**Set exercise:** Reproduce every line of the entries below verbatim, keeping the same order and line breaks.

**Data for this task:**
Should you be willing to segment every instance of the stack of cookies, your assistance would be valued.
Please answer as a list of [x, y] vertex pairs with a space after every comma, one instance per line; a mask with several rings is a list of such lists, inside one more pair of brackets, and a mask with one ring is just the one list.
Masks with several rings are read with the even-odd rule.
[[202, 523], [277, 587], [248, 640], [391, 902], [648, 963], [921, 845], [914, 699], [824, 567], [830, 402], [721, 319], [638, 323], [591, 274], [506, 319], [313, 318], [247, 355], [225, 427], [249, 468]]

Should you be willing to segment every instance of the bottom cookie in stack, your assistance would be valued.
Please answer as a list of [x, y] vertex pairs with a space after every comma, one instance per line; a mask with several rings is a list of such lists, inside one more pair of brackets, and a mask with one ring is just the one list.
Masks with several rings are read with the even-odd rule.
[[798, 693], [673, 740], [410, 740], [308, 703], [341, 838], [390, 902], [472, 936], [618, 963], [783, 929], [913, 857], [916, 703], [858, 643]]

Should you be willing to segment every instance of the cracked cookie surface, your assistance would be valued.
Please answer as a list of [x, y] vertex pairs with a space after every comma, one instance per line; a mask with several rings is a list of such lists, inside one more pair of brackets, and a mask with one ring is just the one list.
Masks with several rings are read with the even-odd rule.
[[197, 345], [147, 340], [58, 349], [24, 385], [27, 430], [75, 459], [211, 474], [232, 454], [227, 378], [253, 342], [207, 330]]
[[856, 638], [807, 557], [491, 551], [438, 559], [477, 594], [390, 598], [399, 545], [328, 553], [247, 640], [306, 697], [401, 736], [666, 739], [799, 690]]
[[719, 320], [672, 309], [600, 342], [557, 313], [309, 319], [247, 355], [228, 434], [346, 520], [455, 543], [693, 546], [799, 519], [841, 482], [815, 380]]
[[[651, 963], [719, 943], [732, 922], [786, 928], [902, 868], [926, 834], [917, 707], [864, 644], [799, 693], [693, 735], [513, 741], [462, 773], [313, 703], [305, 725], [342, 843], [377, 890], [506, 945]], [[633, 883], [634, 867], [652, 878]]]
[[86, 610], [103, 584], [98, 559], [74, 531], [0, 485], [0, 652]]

**The reply:**
Should you be willing to segment every instance of the stack of cookies, your assistance would be valued.
Please answer as a list of [x, y] vertex pairs with a space after every comma, one instance per line; a mask with several rings is a list of such lists, inside one more pair of brackets, and a mask with one ring is just the one list.
Masks with several rings are read with the even-odd rule.
[[202, 523], [277, 587], [248, 640], [391, 902], [648, 963], [921, 845], [914, 699], [824, 567], [830, 402], [721, 319], [638, 323], [591, 274], [506, 319], [313, 318], [247, 355], [225, 427], [249, 468]]

Should you be willing to segment every instance of the bottom cookie in stack, your assistance would be valued.
Please answer as a list of [x, y] vertex pairs with a space after every comma, one instance per line; a mask with several rings is a list of such lists, inside one more pair of brackets, and a mask with one ring is just the one list.
Masks with several rings are read with the even-odd rule.
[[798, 693], [673, 740], [410, 740], [308, 703], [341, 838], [390, 902], [472, 936], [618, 963], [783, 929], [913, 857], [916, 703], [858, 643]]

Should you be willing to segment every instance of the cracked cookie surface, your assistance would be valued.
Please answer as a list of [x, y] vertex pairs with a space after every comma, one instance per line; a mask with several rings is a list of such lists, inside one more pair of brackets, and a mask with one ring is just the one list.
Masks with several rings are read with the even-odd rule.
[[197, 345], [147, 340], [58, 349], [24, 385], [27, 430], [75, 459], [211, 474], [232, 454], [227, 378], [253, 342], [207, 330]]
[[856, 638], [807, 557], [491, 551], [438, 559], [477, 594], [390, 598], [399, 545], [328, 553], [247, 640], [306, 697], [401, 736], [666, 739], [799, 690]]
[[719, 320], [672, 309], [600, 342], [557, 313], [309, 319], [247, 355], [228, 434], [346, 520], [455, 543], [693, 546], [799, 519], [841, 482], [815, 380]]
[[[651, 963], [719, 943], [732, 922], [786, 928], [902, 868], [926, 834], [917, 707], [864, 644], [799, 693], [693, 735], [513, 741], [462, 773], [313, 703], [305, 725], [342, 843], [377, 890], [506, 945]], [[633, 883], [634, 867], [652, 878]]]
[[86, 610], [103, 584], [98, 559], [74, 531], [0, 485], [0, 652]]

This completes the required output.